Start of Block

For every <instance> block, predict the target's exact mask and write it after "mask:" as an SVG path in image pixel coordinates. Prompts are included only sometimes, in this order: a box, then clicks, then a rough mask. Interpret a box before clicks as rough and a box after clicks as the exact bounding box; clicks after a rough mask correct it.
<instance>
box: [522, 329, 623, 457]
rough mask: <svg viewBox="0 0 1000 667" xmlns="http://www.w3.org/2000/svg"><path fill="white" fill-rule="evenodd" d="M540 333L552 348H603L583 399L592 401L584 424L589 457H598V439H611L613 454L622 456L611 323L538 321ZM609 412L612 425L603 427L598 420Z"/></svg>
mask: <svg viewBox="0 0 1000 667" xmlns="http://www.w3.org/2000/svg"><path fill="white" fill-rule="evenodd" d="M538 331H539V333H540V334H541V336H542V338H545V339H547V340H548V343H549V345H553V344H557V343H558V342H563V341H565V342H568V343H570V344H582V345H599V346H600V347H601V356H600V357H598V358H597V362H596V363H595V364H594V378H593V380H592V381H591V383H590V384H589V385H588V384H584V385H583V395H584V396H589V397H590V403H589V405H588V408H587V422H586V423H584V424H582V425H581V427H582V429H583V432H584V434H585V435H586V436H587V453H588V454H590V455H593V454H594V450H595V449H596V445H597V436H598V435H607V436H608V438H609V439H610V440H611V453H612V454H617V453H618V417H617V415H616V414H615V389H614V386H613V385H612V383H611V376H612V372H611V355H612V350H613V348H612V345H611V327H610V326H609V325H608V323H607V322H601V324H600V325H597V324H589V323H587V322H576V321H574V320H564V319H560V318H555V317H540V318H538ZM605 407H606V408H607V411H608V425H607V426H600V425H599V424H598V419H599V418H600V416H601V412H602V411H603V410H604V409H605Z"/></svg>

End of Block

Report each line above containing the string "instance".

| Completed task |
For every <instance> block, predict the target's exact mask and write it after "mask:" as an SVG path in image pixel coordinates. Prompts are included only sometimes, in this order: a box, then clicks, then a rough mask. Interpret a box before clicks as rough and a box after clicks as the exact bounding box; clicks after a rough mask correct it.
<instance>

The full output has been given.